Most of the heifer-management software programs have the ability to record multiple weights of heifers during their development.  The following times are recommended for recording heifer weights: birth, weaning, five to six months, pre-breeding, and pre-calving.  Dairies that have done this for some time can show that there is a direct correlation between the heifers that gain the most per day and an increased level of milk production.  Recording heifer weights also helps the dairy to know if their nutrition program is yielding the desired results, and if changes made in the program are successful in improving weight gains and reducing cost per pound of gain.

During a five year study that I conducted on a client’s dairy, I received the highest and most efficient gains when the crude protein level was between 16 and 16.5% starting at nine months of age.  The potential gain from Metabolizable Energy was formulated at 400 to 450 grams less per day than the potential gain from Metabolizable Protein.  This allowed the heifers to grow in stature and muscle deposition without becoming over-conditioned.

It has been recommended that heifers should be approximately 55% of the average adult weight in the herd when inseminated for the first time.  As an example, if the average weight of the adult cow in the herd is 1,500 pounds, then the heifer should weigh around 825 lbs. at first insemination.  There are some older papers that have been published that suggest that breeding heifers at a younger age will result in lower milk production when they calve.  However, these heifers were not the correct size or weight at the time they were inseminated. If the criteria of 55% of average adult weight is used, and a height of 51 inches or 130 centimeters at the withers is used for the first insemination of Holstein heifers, approximately 28% will reach these goals by 10 months of age, another 60% by 11 months of age, and the final 12% by 12 months of age.

Many have expressed concerns that breeding heifers this young will lead to problems with dystocia, reduced milk production, lack of maturity, and increased culling rates.  I have clients who have been on this intensive program for close to 20 years and they have experienced just the opposite.  Following is a graph from a dairy that shows the 305 ME on first calf heifers by the age at first calving:

As you can see from the graph, there was no reduction in milk production for those heifers that calved earlier when compared to heifers calving at 24 months or greater.  We have also noticed that the longevity in the herd is greater because these heifers are producing more milk and as a result, are less likely to be culled.  Since these animals are all of sufficient size and weight at breeding, there is no issue with not being able to compete with other animals at the feed bunk after calving.

▸ **Task to complete**
Answer these from the text on heifer development:
(a) At which times does it recommend recording heifer weights?
(b) In the five-year study, what crude protein level gave the highest and most efficient gains, and from what age?
(c) About what percentage of Holstein heifers reach the first-insemination goals by 10 months of age?

▸ **Supplied material**

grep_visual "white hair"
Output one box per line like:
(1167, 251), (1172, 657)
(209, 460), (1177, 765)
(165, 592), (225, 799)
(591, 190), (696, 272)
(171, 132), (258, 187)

▸ **Result**
(a) At birth, weaning, five to six months, pre-breeding, and pre-calving.
(b) Between 16 and 16.5%, starting at nine months of age.
(c) Approximately 28%.